_Source material_
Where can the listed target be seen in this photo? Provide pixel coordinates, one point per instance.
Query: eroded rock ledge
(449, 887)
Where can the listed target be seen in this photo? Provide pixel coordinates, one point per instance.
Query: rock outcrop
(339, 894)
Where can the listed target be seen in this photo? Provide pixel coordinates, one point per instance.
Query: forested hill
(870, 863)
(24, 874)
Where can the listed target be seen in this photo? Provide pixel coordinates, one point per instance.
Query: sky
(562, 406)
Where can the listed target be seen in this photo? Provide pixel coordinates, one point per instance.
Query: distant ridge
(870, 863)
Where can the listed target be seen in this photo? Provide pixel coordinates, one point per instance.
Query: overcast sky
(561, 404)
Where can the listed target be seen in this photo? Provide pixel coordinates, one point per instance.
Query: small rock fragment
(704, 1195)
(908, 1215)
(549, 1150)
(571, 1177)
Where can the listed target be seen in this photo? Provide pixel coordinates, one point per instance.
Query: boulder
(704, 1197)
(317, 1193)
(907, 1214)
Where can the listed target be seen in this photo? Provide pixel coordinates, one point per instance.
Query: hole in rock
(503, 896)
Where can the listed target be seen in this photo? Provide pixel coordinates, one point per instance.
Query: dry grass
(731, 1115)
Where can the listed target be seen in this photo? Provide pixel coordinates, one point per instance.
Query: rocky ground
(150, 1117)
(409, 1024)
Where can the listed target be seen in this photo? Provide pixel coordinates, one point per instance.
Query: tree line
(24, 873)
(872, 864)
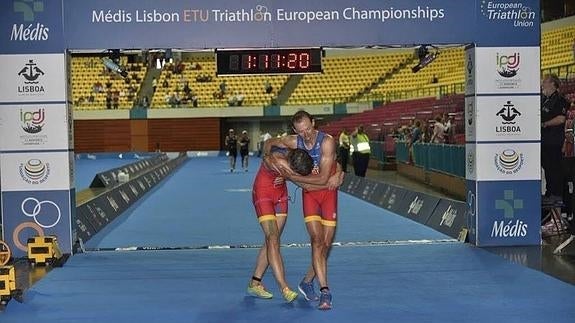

_Prompt_
Reproduce the listing above with "tree line" swapped for "edge of the forest" and everything else unchanged, leaving out the pictures.

_Right answer_
Where can the listed target be seen in this photo? Provide pixel coordinates, one point per instance.
Query: eroded rock ledge
(449, 887)
Where can the listed target be seen in this photo? Provide pixel coordinates, one point per instance.
Query: rock outcrop
(339, 894)
Where can the listed target be seen in this photo? Provide pixel coordinates, one point per instance.
Query: forested hill
(870, 863)
(24, 874)
Where can the listed target be seen in this photo? Provide pixel coordinates, one point per instance.
Query: sky
(562, 406)
Where can the listed target be seen in this photo? Provide pixel coordinates, one point per instance.
Query: distant ridge
(870, 863)
Where can the listed target be seen in this photo? Provide pixel coordinates, one point per instance.
Query: overcast sky
(561, 404)
Where can the listed target be seen in this photo? Provide pixel coordinates, one point per instance.
Query: small rock fragment
(704, 1195)
(908, 1215)
(549, 1150)
(571, 1177)
Where can the listed target be seen in this photo? Provide pixel coordinates, one point per instance.
Query: boulder
(704, 1197)
(317, 1193)
(907, 1214)
Where can the listed target be seen in this photo? Provide pixel coordinates, one point per instance.
Query: hole in rock
(503, 896)
Where can the listed target be seen in this photo? Provide pixel coordinates, one point per instance.
Query: dry grass
(731, 1115)
Where can the listed target be seen in this photo? Provide pixel coordinates, one point per instance.
Query: rocky ground
(150, 1117)
(409, 1024)
Where can the listed target be seen in this photo? Provide pixel coordinates, one point per instance.
Query: edge of the forest
(24, 873)
(872, 864)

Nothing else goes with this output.